WHAT NEEDS TO BE DONE:
The records sit below this line. Repeat all of them exactly.

MATERIAL SUPPLIED:
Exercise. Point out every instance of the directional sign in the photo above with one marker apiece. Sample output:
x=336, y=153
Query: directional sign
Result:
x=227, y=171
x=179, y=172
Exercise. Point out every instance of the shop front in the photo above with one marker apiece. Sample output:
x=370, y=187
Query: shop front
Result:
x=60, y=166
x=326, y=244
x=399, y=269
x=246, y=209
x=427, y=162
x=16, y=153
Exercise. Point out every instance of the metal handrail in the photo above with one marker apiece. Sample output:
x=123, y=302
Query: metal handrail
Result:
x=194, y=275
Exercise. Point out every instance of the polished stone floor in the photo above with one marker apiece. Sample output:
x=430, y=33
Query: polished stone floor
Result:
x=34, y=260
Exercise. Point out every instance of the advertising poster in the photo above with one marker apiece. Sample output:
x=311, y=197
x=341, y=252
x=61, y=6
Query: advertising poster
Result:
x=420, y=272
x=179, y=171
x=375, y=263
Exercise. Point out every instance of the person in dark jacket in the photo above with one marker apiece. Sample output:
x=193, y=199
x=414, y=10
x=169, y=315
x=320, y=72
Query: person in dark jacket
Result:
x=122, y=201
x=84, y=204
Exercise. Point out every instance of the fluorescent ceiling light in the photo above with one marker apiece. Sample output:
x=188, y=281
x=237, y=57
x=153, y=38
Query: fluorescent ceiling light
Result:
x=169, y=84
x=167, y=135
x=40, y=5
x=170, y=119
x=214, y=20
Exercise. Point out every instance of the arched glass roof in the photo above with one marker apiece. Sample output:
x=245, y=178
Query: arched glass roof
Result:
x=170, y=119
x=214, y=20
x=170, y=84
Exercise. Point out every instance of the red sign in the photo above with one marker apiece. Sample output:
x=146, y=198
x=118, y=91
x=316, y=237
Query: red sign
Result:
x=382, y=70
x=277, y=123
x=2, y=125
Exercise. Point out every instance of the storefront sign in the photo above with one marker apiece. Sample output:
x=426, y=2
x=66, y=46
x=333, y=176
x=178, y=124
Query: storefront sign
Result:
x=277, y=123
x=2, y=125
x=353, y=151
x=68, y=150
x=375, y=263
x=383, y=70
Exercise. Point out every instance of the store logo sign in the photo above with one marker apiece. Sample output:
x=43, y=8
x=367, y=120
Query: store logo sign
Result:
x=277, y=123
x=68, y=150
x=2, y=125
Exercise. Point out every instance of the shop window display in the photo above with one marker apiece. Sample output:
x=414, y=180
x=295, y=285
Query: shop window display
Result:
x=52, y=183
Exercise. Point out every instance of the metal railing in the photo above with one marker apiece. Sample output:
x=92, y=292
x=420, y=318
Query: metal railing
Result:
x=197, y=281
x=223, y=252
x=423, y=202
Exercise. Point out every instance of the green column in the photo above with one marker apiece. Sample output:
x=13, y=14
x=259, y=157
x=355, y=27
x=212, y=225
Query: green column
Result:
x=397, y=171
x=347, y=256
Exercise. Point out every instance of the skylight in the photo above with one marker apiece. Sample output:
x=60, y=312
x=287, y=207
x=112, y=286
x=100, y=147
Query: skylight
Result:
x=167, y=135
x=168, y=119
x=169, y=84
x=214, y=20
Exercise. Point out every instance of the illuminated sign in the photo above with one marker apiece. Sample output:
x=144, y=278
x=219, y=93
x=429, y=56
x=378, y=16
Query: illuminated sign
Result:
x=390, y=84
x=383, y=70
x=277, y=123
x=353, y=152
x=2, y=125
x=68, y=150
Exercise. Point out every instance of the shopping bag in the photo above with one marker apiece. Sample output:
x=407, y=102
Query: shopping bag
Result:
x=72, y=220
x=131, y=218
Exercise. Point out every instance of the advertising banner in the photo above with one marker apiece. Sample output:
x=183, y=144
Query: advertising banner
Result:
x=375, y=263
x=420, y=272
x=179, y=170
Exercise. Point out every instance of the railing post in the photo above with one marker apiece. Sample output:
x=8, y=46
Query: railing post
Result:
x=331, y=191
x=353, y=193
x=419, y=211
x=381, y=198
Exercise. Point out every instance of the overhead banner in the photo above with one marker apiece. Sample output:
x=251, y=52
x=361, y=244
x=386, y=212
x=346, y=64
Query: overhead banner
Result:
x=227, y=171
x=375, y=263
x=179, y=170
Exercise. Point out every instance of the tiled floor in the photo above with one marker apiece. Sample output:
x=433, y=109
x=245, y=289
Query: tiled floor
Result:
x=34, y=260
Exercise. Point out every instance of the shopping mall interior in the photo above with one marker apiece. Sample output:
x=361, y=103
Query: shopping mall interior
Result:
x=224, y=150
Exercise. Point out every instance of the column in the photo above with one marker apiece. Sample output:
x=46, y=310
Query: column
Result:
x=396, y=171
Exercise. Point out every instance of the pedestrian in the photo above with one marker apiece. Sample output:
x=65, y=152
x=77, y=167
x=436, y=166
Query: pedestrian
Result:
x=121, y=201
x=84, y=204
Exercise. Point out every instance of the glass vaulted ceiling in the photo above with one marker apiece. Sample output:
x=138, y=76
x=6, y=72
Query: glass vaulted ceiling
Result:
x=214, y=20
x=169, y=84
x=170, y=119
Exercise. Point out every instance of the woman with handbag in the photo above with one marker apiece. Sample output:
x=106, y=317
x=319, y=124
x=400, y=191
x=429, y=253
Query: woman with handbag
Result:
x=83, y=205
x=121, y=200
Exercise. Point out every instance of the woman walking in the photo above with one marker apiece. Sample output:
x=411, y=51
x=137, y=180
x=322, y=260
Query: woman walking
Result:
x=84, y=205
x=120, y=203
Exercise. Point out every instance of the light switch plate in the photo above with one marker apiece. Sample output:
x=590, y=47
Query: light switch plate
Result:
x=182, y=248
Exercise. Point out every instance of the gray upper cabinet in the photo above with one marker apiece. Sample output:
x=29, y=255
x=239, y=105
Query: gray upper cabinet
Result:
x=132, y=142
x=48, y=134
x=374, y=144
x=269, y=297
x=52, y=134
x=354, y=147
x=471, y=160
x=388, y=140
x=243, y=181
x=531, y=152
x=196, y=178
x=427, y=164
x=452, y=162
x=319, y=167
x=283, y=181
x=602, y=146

ANSWER SECTION:
Exercise. Point out every instance of the directional sign in the photo above with one marker apiece. Sample output:
x=336, y=153
Query: directional sign
Result:
x=227, y=171
x=179, y=172
Exercise. Point out every instance of the shop front in the photo above with one marker apiece. Sample output:
x=370, y=187
Query: shop front
Result:
x=60, y=166
x=326, y=244
x=399, y=269
x=246, y=209
x=427, y=162
x=16, y=153
Exercise. Point out every instance of the metal handrail in the photo above with one marker apiece. Sample output:
x=123, y=302
Query: metal handrail
Result:
x=194, y=275
Exercise. Point out every instance of the polished stone floor in the photo above with one marker apiece. Sample output:
x=430, y=33
Query: polished stone floor
Result:
x=34, y=260
Exercise. Point out every instance of the advertising poster in the photo above with one marker apiece. Sample output:
x=311, y=197
x=341, y=252
x=61, y=6
Query: advertising poster
Result:
x=420, y=272
x=179, y=171
x=375, y=263
Exercise. Point out every instance of the person in dark jacket in the photo above with one marker apiece. Sample output:
x=193, y=199
x=414, y=10
x=169, y=315
x=320, y=72
Query: person in dark jacket
Result:
x=122, y=201
x=84, y=204
Exercise. Point out every instance of the fluorescent ceiling light in the photo above with one marker apiece. Sample output:
x=188, y=281
x=237, y=57
x=153, y=38
Query: fluorescent ceiling light
Result:
x=169, y=84
x=167, y=135
x=40, y=5
x=170, y=119
x=214, y=20
Exercise. Point out every instance of the arched glass roof in the photo above with one marker apiece. Sample output:
x=245, y=178
Query: arched glass roof
Result:
x=170, y=119
x=214, y=20
x=170, y=84
Exercise. Point out every instance of the red sign in the photo above with one marker apiece. Sample output:
x=146, y=198
x=118, y=91
x=316, y=237
Query: red sign
Result:
x=382, y=70
x=277, y=123
x=2, y=125
Exercise. Point out every instance of the storefront sign in the photo above with one marker apiece. Sample output:
x=426, y=2
x=66, y=46
x=333, y=176
x=178, y=124
Query: storefront sign
Result:
x=277, y=123
x=2, y=125
x=353, y=151
x=68, y=150
x=375, y=263
x=383, y=70
Exercise. Point out every instance of the store logo sign in the photo above with one marker apiece. Sample output:
x=43, y=8
x=367, y=120
Query: store logo sign
Result:
x=277, y=123
x=68, y=150
x=2, y=125
Exercise. Point out every instance of the shop window display in the photo above with one marker apiece. Sample output:
x=414, y=180
x=295, y=285
Query: shop window display
Result:
x=52, y=183
Exercise. Point out every instance of the metal railing in the photo above with one marker apiece. Sample output:
x=92, y=292
x=420, y=318
Query: metal railing
Result:
x=197, y=281
x=223, y=252
x=423, y=202
Exercise. Point out every instance of the green column in the photo above with one marker apiece. Sample output:
x=13, y=14
x=259, y=157
x=355, y=27
x=212, y=225
Query: green column
Result:
x=397, y=171
x=347, y=256
Exercise. Point out every instance of the skylight in the photo above with one marker apiece. Sample output:
x=60, y=312
x=287, y=207
x=112, y=286
x=100, y=147
Query: skylight
Result:
x=167, y=135
x=168, y=119
x=169, y=84
x=214, y=20
Exercise. Point out every instance of the illuminated sign in the photo above with one marker apiece. Sample output:
x=144, y=278
x=219, y=93
x=429, y=56
x=378, y=16
Query: illuminated sign
Result:
x=390, y=84
x=383, y=70
x=277, y=123
x=353, y=152
x=2, y=125
x=68, y=150
Exercise. Point out every instance of the shopping bag in the photo above with one marker apiece. Sample output:
x=407, y=102
Query: shopping bag
Result:
x=72, y=220
x=131, y=218
Exercise. Point out every instance of the advertising banner in the photo above with one marker apiece. Sample output:
x=183, y=144
Query: advertising banner
Result:
x=375, y=263
x=420, y=272
x=179, y=170
Exercise. Point out every instance of the railing post in the photo above with one marker apiece. Sample output:
x=8, y=46
Query: railing post
Result:
x=331, y=191
x=353, y=193
x=419, y=211
x=381, y=198
Exercise. Point out every instance of the overhead banner in the photo above with one marker apiece. Sample output:
x=251, y=52
x=361, y=244
x=386, y=212
x=346, y=64
Query: overhead banner
Result:
x=227, y=171
x=375, y=263
x=179, y=170
Exercise. Point out every instance of the tiled floor in the photo above with one marker apiece. Sample output:
x=433, y=109
x=245, y=289
Query: tiled floor
Result:
x=34, y=260
Exercise. Point out every instance of the shopping mall interior in the photo above with one marker apiece. Sample output:
x=361, y=103
Query: shopping mall interior
Result:
x=224, y=150
Exercise. Point out every instance of the column in the photo above with one marker apiece. Sample output:
x=46, y=310
Query: column
Result:
x=396, y=171
Exercise. Point out every instance of the pedestrian in the photo above with one marker apiece. Sample output:
x=65, y=152
x=77, y=167
x=436, y=166
Query: pedestrian
Result:
x=121, y=201
x=84, y=204
Exercise. Point out every instance of the glass vaulted ceiling in the photo above with one marker apiece. Sample output:
x=138, y=76
x=6, y=72
Query: glass vaulted ceiling
Result:
x=214, y=20
x=169, y=84
x=170, y=119
Exercise. Point out every instance of the woman with handbag in the photo above with one marker apiece. Sample output:
x=106, y=317
x=319, y=124
x=400, y=191
x=429, y=253
Query: woman with handbag
Result:
x=83, y=205
x=121, y=200
Exercise. Point out every instance of the woman walking in the photo above with one marker apiece. Sample output:
x=411, y=51
x=137, y=180
x=322, y=260
Query: woman walking
Result:
x=84, y=205
x=120, y=203
Exercise. Point out every instance of the light switch plate in the photo above with one marker apiece. Sample output:
x=590, y=47
Query: light switch plate
Result:
x=182, y=248
Exercise. Point out every instance of the gray upper cabinet in the photo above with one marker apiece. Sample output:
x=29, y=255
x=239, y=105
Query: gray upper cabinet
Result:
x=132, y=142
x=48, y=134
x=374, y=144
x=269, y=297
x=52, y=134
x=354, y=147
x=471, y=160
x=388, y=140
x=243, y=181
x=531, y=152
x=196, y=178
x=427, y=164
x=452, y=162
x=319, y=167
x=283, y=181
x=602, y=146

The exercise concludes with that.